# PROBLEMS TO WORK ON:
1 – List every martial arts organization or union named in the forum thread about BKKU, using the names as they appear there.
2 – Carry the forum thread about BKKU forward from the point where it stops.
___ TEXT SEGMENT
# Bkku



## stevehatcher (Oct 21, 2002)

Is there anyone here who is in a BKKU club?
One or two teks i've found on the net are very slightly 'different' to the ones I am learning (although this is probably my interpretation of written descriptions). The syllabuses seem to vary a bit as well.
As I am in the _very_ early stages of this art I dont want to practice anything incorrectly, only to have to relearn at the dojo.

Does anyone have expierience of BKKU? and how it would relate to IKKA, WKKU etc?


:asian:


----------



## satans.barber (Oct 21, 2002)

Hello there,

The club I'm in is part of the British Kenpo Ryu Union, which through a lot ot politics etc.,  is basically a break away from the BKKU.

I therefore possibly do the techiques the same way as you, and yes, some of them are different to the ones you find on the Net.

If you give me some specific examples i might be able to help more...

Also, where are you based and who do you train with?

Welcome to MartialTalk!

Ian.


----------



## Les (Oct 21, 2002)
______
___ RECORD SET
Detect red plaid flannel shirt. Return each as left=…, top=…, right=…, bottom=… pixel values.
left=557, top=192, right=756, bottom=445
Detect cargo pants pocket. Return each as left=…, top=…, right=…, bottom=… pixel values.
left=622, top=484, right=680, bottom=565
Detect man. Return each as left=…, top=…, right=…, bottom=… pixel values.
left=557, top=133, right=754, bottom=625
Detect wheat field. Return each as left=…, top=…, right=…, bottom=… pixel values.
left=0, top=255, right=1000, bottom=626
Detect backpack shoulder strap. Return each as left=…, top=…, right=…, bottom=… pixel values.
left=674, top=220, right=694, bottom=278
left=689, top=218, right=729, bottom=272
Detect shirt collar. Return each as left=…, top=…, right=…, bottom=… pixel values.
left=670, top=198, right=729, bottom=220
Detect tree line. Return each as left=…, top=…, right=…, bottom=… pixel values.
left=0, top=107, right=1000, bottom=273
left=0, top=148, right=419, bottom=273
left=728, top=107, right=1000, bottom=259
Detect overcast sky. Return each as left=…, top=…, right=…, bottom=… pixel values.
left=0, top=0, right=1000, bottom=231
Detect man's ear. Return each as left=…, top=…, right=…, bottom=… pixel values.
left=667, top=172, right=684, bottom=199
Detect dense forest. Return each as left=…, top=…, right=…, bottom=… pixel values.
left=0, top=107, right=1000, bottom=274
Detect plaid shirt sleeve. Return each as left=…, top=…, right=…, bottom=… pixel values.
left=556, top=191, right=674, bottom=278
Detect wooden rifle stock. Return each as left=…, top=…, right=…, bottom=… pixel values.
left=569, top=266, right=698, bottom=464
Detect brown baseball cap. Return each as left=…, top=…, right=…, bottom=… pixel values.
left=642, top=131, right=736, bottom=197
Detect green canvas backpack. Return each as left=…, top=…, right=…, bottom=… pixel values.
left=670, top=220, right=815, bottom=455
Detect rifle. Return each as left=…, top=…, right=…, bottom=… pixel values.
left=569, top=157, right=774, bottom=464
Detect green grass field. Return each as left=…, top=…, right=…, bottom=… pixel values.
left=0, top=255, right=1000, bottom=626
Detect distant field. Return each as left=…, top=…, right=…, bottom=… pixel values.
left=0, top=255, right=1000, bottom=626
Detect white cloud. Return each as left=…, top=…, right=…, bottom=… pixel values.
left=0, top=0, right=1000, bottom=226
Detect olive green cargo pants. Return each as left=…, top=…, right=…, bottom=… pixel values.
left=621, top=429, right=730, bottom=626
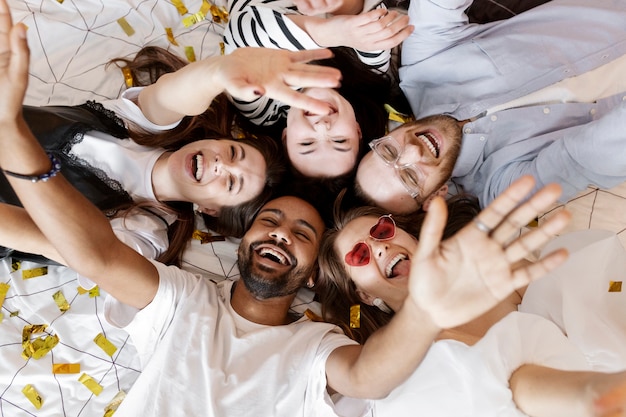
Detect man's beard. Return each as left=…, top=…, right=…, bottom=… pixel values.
left=237, top=240, right=315, bottom=300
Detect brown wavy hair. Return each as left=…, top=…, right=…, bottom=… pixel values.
left=315, top=195, right=480, bottom=343
left=111, top=46, right=285, bottom=266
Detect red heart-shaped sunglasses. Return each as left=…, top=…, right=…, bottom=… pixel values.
left=344, top=214, right=396, bottom=266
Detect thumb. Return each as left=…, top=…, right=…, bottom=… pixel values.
left=416, top=196, right=448, bottom=259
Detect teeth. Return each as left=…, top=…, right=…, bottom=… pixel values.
left=259, top=248, right=289, bottom=265
left=194, top=154, right=204, bottom=181
left=417, top=133, right=439, bottom=158
left=385, top=253, right=407, bottom=278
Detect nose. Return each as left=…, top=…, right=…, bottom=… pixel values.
left=269, top=227, right=291, bottom=245
left=396, top=143, right=424, bottom=166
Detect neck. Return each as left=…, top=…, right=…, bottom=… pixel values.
left=230, top=282, right=296, bottom=326
left=151, top=152, right=177, bottom=201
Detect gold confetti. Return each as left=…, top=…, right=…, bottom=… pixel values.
left=93, top=333, right=117, bottom=356
left=78, top=373, right=104, bottom=395
left=104, top=391, right=126, bottom=417
left=185, top=46, right=196, bottom=62
left=52, top=363, right=80, bottom=374
left=22, top=384, right=43, bottom=410
left=0, top=282, right=11, bottom=307
left=22, top=324, right=59, bottom=359
left=609, top=281, right=622, bottom=292
left=209, top=4, right=228, bottom=23
left=165, top=28, right=178, bottom=46
left=183, top=12, right=206, bottom=28
left=76, top=285, right=100, bottom=298
left=52, top=290, right=70, bottom=313
left=172, top=0, right=188, bottom=16
left=117, top=17, right=135, bottom=36
left=22, top=266, right=48, bottom=279
left=121, top=67, right=135, bottom=88
left=350, top=304, right=361, bottom=329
______
# THE ANSWERS:
1 – BKKU, IKKA, WKKU, British Kenpo Ryu Union

2 –
> _Originally posted by stevehatcher _
> 
> *One or two teks i've found on the net are very slightly 'different' to the ones I am learning (although this is probably my interpretation of written descriptions). The syllabuses seem to vary a bit as well.
> *



Steve,

Although I'm not with the BKKU, I do know several of their instructors. (I've known Mr Bob Rose since he was a brown belt)

You are going to find variations of techniques and syllabus a lot through your Kenpo training. Thats what makes Kenpo work so well.

The key, especially in the early stages of training is to do the technique the way your instructor wants it done. As you gain more experience you will be able to tailor the techniques to yourself, but to start with you need the basics and should stick to the "rule of thumb" that your classes set out.

When you want to try variations, discuss them with your instructor, s/he should be able to help you along the way with your thinking.

Steve, I always tell my students never to be afraid to ask questions. (Sometimes I even have answers for them   )

Good luck in your training, I hope you have as much enjoyment from it as I have over the years.

Les


----------



## Les (Oct 22, 2002)

> _Originally posted by satans.barber _
> 
> *Hello there,
> 
> ...



Now my curiousity is kicking in.

I've never heard of the British Kenpo Ryu Union, is there a website or anything? Google came up empty handed.

Les


----------



## satans.barber (Oct 22, 2002)

> _Originally posted by Les _
> 
> *Now my curiousity is kicking in.
> 
> ...



We aren't that big (well, not compared to someone like the AKKI)., about 2000 members I think (don't quote me on that though). Most of the clubs are in Exeter, and then there's one in Wales and one here in Leeds.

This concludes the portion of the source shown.